EXCERPTED TEXT -
--- Start ---
Wensum Alliance Year 4 Conference

  • May 18th 2013: Pensthorpe's Wild about the Wensum  The pictures below show our busy stand at this family event at Pensthorpe Wildfowl Trust. Several members of the UEA team helped on the stand and Catchment Sensitive Farming Officer Steve Haley (pictured left) also came along with a badge-making machine that proved a big hit! Steve says “I was grateful for the chance to contribute to the Wensum Alliance stand and everyone had a great day. The badges were very popular and they worked well at bringing people to the stand, where they then had an opportunity to do some nitrate testing and get a water pollution message from the DTC team including useful information on the work of CSF in the area. Partnership working in practise!”Wild about the Wensum
  • MARCH 2013: New soil moisture probes installed  Monitoring stream water and groundwater levels has now been complemented with the installation of soil moisture probes at several locations across the mini-catchments in the Wensum DTC. The soil moisture probes have sensors at 15 cm intervals to a depth of 90 cm and also record soil temperature at three levels. The data are transmitted by a GPRS telemetry system to a web portal providing near-real time data interrogation. The data are being used in conjunction with the weather stations, stream flow and borehole data to analyse changing hydrological conditions in response to rainfall events, as well as changing diurnal and seasonal temperature profiles. (See picture, above right).
  • FEBRUARY 2013: Catchment Sensitive Farming support for Salle Farms  In 2012, Salle Farms Company Ltd was successful in receiving Catchment Sensitive Farming support through the Capital Grants scheme to part-fund the installation of a biobed for its pesticides wash-down facility at Manor Farm, Norfolk. As an example of a large biobed for an intensive arable farming operation, the Environment Agency and the Wensum DTC are collaborating to monitor the efficiency of the biobed in attenuating pesticides in runoff from the hard standing area. The biobed has been under construction over the winter and the drain field from the biobed installed. Within this drain field, 20 porous pots have been installed to sample effluent from the biobed and its filtration through the soil profile. The biobed is expected to be in operation later in 2013. (See picture, above right)
--- End ---
RECORD SET -
--- Start ---
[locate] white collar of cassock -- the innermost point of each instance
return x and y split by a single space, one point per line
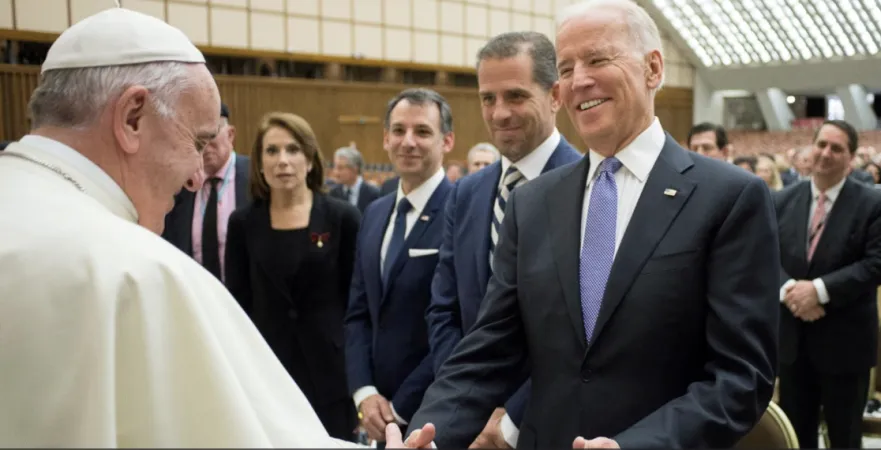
94 181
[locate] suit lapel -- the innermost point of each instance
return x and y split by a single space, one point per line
241 181
485 193
372 252
187 201
654 213
836 224
564 206
260 229
802 212
433 209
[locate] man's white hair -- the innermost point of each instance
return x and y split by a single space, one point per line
484 147
644 34
74 98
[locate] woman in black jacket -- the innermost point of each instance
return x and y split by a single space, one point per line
289 258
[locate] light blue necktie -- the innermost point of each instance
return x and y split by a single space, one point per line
598 250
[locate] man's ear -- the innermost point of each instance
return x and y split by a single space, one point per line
129 114
654 69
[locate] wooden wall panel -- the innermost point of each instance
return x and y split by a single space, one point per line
339 112
16 85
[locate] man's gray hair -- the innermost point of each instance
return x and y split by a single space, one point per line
644 34
421 96
484 147
351 155
74 98
539 48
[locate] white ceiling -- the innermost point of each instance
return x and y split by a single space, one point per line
799 46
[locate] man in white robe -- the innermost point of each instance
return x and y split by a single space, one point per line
110 336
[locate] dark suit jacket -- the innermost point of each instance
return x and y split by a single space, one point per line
463 272
386 335
862 176
685 347
179 222
300 316
389 186
789 177
366 194
848 260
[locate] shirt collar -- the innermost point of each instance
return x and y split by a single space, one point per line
831 193
639 156
357 186
225 170
419 197
94 180
535 161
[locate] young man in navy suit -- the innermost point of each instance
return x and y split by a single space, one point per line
638 287
387 353
517 77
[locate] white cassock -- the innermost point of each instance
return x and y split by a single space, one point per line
111 337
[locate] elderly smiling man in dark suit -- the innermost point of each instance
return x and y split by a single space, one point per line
637 287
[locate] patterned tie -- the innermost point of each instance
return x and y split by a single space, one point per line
210 242
397 241
598 250
512 179
817 224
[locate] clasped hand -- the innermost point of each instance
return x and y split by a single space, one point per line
803 302
421 438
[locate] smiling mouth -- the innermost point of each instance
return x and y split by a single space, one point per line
592 104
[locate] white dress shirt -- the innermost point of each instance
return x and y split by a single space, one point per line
418 198
831 196
637 160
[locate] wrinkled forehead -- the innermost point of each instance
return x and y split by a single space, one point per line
412 115
200 106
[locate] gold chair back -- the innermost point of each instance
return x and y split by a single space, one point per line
773 431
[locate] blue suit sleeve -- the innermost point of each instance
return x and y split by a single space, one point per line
409 395
516 405
443 314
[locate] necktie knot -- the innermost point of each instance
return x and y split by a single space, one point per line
610 165
513 177
404 206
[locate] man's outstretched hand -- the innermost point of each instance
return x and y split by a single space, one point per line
581 442
421 438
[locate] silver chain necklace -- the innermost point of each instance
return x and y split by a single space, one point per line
47 166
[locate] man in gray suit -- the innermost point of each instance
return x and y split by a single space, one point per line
638 286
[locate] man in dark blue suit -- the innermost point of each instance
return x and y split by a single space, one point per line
387 354
638 287
197 223
517 77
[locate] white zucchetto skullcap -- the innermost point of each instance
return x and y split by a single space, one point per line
117 37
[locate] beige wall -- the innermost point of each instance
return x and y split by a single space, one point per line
438 32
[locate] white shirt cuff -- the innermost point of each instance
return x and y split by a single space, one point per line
362 393
510 431
822 293
397 417
783 289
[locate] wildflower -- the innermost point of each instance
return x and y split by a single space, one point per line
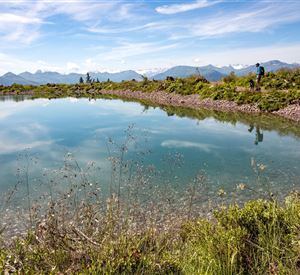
221 192
241 186
262 167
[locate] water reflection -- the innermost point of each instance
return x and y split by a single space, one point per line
219 143
259 137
--- End ---
EXERCISE TASK -
Answer these questions from the Wensum Alliance text:
1. What did Steve Haley bring to the stand at Pensthorpe?
2. To what depth do the sensors on the soil moisture probes reach?
3. How many porous pots were installed in the drain field from the biobed?
The listing plays no part in what comes next.

EXERCISE SOLUTION -
1. A badge-making machine.
2. 90 cm, at 15 cm intervals.
3. 20.